┏━━

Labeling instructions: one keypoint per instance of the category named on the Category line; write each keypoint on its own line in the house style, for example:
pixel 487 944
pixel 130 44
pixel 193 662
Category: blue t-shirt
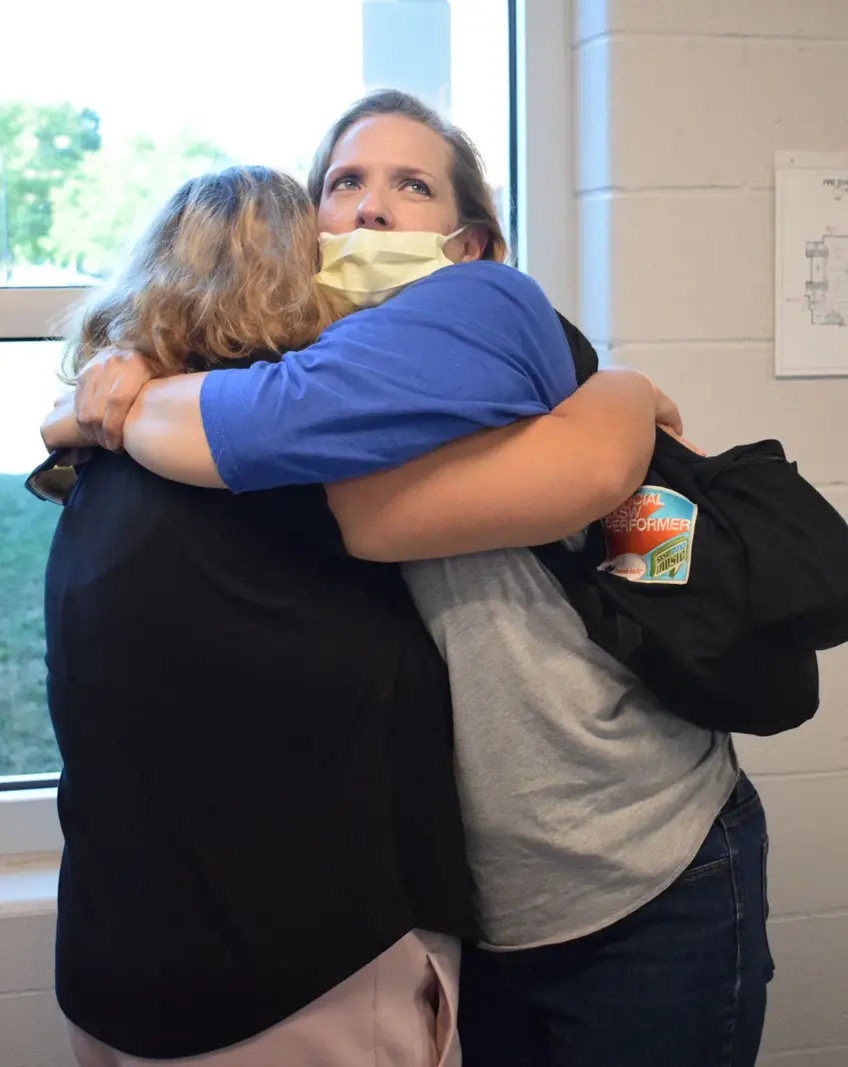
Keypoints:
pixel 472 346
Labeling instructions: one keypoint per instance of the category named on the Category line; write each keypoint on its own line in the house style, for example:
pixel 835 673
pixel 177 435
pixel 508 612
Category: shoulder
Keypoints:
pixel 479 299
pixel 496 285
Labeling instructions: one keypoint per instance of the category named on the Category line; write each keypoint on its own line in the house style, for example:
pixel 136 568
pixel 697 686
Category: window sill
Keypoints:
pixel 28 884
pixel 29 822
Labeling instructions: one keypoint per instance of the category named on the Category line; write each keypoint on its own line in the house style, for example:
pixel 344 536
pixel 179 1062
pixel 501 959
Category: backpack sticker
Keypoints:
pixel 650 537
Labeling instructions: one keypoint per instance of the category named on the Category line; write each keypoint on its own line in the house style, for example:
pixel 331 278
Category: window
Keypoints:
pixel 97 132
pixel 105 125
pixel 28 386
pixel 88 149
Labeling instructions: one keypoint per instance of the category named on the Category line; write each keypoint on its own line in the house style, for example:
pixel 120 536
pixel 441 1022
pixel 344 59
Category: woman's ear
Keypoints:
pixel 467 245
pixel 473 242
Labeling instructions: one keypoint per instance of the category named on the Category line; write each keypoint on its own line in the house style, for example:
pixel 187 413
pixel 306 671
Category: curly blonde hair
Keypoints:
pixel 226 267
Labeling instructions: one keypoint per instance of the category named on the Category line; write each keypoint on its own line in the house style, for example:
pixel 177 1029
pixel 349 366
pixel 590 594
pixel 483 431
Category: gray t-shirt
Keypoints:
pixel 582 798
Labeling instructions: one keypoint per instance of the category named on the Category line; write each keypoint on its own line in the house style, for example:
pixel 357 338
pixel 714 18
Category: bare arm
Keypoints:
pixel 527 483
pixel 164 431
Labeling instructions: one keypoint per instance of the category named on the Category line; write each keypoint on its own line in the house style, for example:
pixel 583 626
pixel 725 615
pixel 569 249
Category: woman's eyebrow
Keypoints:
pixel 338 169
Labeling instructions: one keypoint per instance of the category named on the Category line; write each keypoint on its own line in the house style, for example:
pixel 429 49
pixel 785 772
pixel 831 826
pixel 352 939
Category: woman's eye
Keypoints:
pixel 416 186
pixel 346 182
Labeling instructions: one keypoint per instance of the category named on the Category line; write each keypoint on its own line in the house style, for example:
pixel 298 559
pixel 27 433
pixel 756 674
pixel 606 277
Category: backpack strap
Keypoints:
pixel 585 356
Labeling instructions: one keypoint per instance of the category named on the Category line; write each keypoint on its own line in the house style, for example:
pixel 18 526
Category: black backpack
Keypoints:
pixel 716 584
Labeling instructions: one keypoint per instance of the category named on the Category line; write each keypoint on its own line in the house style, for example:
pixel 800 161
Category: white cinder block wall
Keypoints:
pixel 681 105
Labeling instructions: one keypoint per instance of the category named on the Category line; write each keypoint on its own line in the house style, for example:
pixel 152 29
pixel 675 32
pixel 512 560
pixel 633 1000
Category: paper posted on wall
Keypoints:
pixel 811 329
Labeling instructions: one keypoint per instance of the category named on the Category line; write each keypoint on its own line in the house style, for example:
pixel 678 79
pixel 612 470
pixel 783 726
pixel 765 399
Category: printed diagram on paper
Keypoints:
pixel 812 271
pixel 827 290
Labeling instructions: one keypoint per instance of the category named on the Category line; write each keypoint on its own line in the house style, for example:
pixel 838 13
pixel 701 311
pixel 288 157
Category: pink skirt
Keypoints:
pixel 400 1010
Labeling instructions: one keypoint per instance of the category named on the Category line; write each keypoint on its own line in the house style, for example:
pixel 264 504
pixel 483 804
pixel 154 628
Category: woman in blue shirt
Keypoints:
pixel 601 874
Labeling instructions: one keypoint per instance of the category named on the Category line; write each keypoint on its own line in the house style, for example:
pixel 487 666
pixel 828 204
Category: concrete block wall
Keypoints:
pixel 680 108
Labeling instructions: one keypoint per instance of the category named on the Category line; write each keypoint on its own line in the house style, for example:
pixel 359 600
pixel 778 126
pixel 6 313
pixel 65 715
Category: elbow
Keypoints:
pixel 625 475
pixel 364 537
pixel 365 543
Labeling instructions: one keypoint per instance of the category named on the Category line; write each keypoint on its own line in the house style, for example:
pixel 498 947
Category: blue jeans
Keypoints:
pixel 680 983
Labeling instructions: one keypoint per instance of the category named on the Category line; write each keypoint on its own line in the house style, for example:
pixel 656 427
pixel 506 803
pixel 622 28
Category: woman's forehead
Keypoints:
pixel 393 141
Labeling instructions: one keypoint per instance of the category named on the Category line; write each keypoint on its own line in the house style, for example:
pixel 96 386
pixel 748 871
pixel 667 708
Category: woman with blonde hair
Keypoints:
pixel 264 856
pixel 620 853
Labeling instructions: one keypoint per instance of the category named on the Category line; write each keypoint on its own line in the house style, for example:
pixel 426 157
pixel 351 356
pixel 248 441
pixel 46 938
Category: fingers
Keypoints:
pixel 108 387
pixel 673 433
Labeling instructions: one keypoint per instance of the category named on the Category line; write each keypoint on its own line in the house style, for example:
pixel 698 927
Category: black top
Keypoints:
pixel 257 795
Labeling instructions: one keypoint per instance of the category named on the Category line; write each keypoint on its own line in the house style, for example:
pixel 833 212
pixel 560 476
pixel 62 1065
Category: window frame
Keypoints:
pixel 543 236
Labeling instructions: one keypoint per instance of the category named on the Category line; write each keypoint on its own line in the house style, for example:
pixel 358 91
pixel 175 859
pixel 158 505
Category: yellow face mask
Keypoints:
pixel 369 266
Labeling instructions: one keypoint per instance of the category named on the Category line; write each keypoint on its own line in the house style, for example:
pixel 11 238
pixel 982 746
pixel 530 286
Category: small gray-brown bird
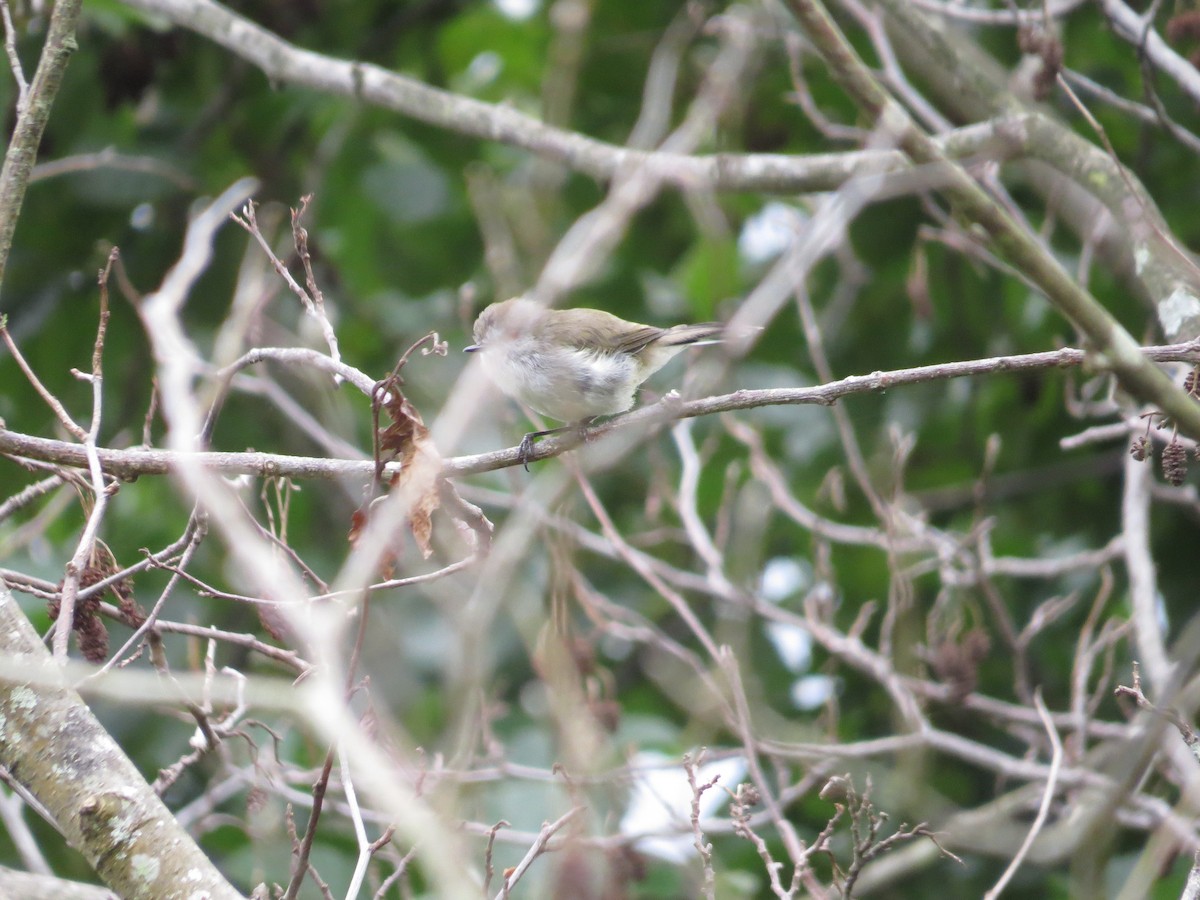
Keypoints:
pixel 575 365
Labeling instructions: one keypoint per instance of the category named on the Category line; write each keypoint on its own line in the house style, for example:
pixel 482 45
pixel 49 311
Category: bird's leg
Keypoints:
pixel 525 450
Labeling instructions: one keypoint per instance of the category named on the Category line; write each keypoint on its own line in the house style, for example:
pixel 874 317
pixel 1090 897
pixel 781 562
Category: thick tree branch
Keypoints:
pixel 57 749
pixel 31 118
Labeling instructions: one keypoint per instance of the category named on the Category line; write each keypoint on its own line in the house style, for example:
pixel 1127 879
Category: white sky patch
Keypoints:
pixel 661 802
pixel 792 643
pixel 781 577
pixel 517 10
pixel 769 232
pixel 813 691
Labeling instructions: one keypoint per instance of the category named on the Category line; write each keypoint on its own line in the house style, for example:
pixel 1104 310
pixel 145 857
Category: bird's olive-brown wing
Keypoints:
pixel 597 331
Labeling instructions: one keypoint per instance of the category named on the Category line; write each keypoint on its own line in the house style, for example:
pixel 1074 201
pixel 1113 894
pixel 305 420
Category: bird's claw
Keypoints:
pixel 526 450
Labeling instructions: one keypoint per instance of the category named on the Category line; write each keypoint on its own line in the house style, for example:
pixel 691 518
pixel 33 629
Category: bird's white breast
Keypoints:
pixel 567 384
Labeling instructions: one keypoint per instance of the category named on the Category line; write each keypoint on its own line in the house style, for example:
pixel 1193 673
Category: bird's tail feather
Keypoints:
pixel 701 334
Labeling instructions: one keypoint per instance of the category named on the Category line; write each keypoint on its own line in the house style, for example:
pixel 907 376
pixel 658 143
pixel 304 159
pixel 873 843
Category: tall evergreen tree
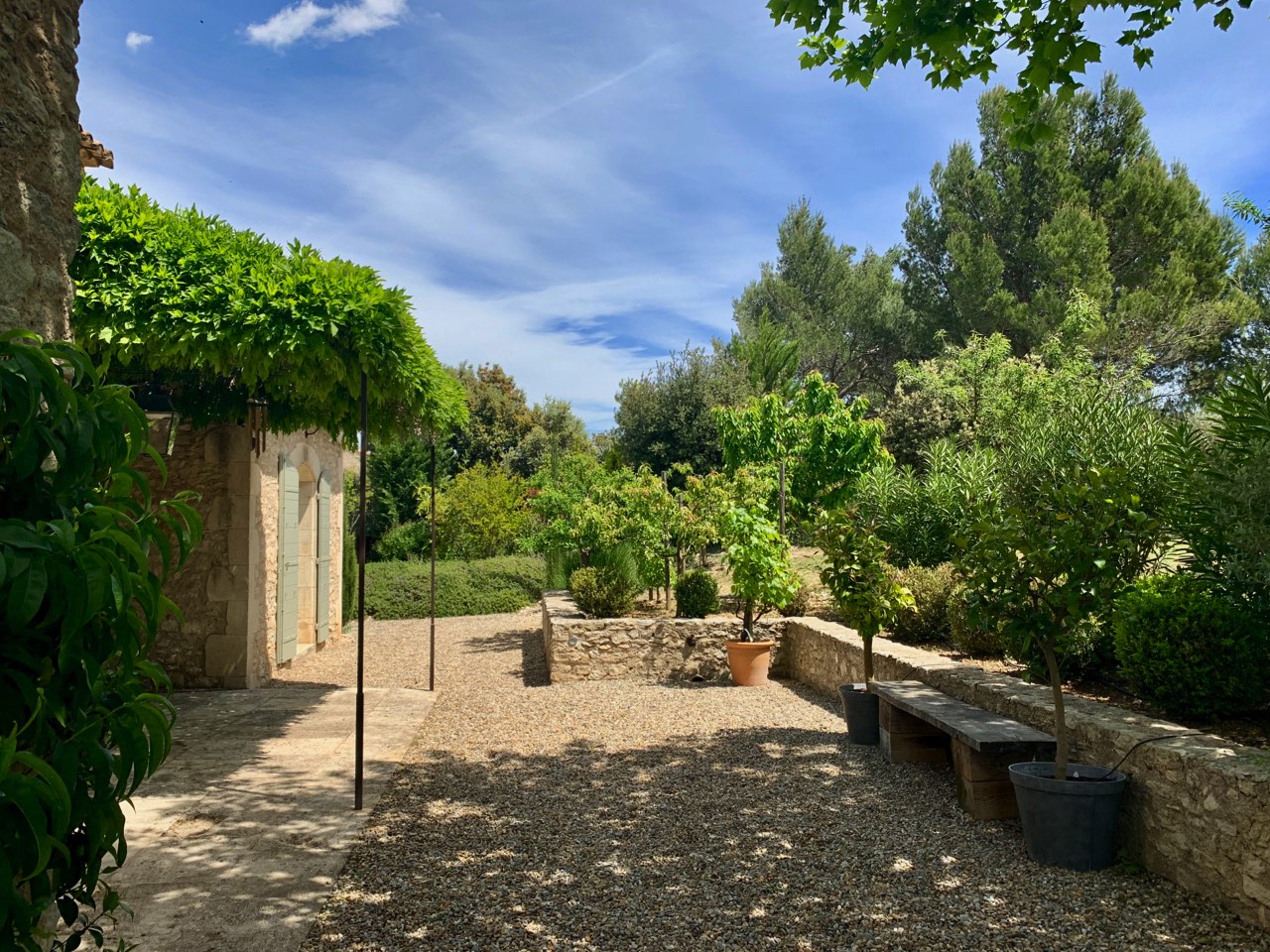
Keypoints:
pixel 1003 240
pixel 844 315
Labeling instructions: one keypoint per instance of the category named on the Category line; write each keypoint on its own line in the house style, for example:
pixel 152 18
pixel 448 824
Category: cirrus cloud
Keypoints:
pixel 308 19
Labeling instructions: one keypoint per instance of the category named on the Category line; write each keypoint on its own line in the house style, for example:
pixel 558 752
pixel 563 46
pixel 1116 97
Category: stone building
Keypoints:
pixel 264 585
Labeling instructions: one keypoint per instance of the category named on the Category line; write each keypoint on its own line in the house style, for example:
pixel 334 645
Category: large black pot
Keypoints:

┗━━

Begin at the first line of the entries and end at the line containing "pixel 835 673": write out each line exactly, skipping pictures.

Labeling instructions: one keypoint per instance of the category named on the Category line; write each keypoint on its own line in the house style, for example:
pixel 487 944
pixel 130 44
pixel 193 662
Category: blue t-shirt
Keypoints:
pixel 472 346
Labeling instructions: one keypoint per instance of the category named on the Category line; write each keypoint on its own line in the house style, for example:
pixel 835 673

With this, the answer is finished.